__WORK ORDER 1__. In the passage about virus hunter Nathan Wolfe, what illness did Irv DeVore contract after preparing the rabbit he found on the road?
__WORK ORDER 2__. Reproduce the passage about virus hunter Nathan Wolfe word for word, starting with "Nathan Wolfe’s path" and going on through "it for dinner.".
__WORK ORDER 3__. Carry on the passage about virus hunter Nathan Wolfe from the point where it stops.

__PASSAGE FOR REVIEW__.
***
Nathan Wolfe’s path to becoming one of the world’s foremost virus hunters began with a bowl of roadkill stew. When Wolfe was a graduate student studying wild apes in Africa at Harvard in the early 1990s, he had a meeting with one of his revered professors, Irv DeVore. DeVore told Wolfe a story of driving home one evening while summering in Martha’s Vineyard, the well-travelled vacation island off the southern coast of Massachusetts, and finding a dead rabbit in the road. An avid hunter and studier of hunters around the world, DeVore picked up the rabbit, brought it home, skinned it and cooked it for dinner.
Within a few days, DeVore was frighteningly ill from a wild rabbit bacteria, tularemia, which he had likely released and inhaled during the butchering process. he went to the emergency room and was saved from multiple organ failure.
“By the time Irv finished his story, my mind was racing with the possibilities,” Wolfe says.
Since then, Wolfe has devoted his career to studying the transmission of microbes from animals to humans, tracking the bacteria, parasites and viruses that plague hunters in Africa before they wind their way to the broader global population. HIV was believed to have first jumped from a chimpanzee to a human who hunted and ate it, almost 100 years before it became a global human pandemic. Wolfe is on the lookout for the next HIV or the next Sars, before it can become the next HIV or Sars.
***
[Stored records]
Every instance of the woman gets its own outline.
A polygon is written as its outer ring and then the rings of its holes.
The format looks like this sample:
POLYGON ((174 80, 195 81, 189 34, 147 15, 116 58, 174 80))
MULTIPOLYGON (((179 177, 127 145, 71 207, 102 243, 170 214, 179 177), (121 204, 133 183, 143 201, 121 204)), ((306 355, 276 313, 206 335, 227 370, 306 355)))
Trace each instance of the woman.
***
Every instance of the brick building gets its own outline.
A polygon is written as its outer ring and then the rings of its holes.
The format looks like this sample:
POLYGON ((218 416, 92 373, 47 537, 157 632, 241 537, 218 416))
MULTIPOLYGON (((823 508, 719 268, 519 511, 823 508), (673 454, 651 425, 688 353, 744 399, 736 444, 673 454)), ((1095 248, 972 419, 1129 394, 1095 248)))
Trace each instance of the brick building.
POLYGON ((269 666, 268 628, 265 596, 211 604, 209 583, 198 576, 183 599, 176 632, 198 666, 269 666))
***
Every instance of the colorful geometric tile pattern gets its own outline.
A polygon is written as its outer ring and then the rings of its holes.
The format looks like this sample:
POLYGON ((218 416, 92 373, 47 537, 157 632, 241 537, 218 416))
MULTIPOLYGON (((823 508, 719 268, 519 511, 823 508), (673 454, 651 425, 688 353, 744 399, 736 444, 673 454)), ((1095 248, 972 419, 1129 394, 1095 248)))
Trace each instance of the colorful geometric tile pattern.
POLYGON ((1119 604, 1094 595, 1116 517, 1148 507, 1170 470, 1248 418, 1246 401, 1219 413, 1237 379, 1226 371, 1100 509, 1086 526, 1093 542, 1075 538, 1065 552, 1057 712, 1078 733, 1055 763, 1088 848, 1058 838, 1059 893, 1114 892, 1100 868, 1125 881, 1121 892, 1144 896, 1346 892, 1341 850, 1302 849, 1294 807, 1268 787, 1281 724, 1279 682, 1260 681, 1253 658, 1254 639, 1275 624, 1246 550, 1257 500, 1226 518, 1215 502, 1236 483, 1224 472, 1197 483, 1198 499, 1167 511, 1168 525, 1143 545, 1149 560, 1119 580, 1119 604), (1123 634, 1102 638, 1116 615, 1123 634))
***
__EXERCISE RESPONSE 1__. Tularemia, a wild rabbit bacteria.

__EXERCISE RESPONSE 2__.
Nathan Wolfe’s path to becoming one of the world’s foremost virus hunters began with a bowl of roadkill stew. When Wolfe was a graduate student studying wild apes in Africa at Harvard in the early 1990s, he had a meeting with one of his revered professors, Irv DeVore. DeVore told Wolfe a story of driving home one evening while summering in Martha’s Vineyard, the well-travelled vacation island off the southern coast of Massachusetts, and finding a dead rabbit in the road. An avid hunter and studier of hunters around the world, DeVore picked up the rabbit, brought it home, skinned it and cooked it for dinner.

__EXERCISE RESPONSE 3__.
For 15 years Wolfe did this from his academic posts at Harvard, Johns Hopkins University and the University of California at Los Angeles. but the bureaucracy could not keep pace with the microbes. “Universities may not be the right places to do a big, complicated international project,” he says. “We needed to be nimble, we needed to be very international, and we needed to be open to using any kind of tools, including those outside a particular discipline.”
In 2008, he ditched full-time academia to start his own organisation, the Global Viral Forecasting Initiative. Wolfe continues to monitor novel infectious agents but from within a global network of frontline agencies, including the World Health Organisation and the Red Cross. together, they form an early warning system for the sort of pandemics portrayed in the new film Contagion, on which Wolfe served as a consultant.
Nathan Wolfe at work with hunters in Nayabissam, Cameroon in order to trace pathogens
Wolfe’s day job resembles that of a detective on the trail of prolific serial killers. from rabies to malaria to Ebola to HIV, he traces the microbe’s modus operandi, locates its hideout, and profiles its victims through various wretched stages of fever and convulsions and skin lesions. His subjects may range from a 13-year-old boy in Tennessee to thousands of frogs in Central America.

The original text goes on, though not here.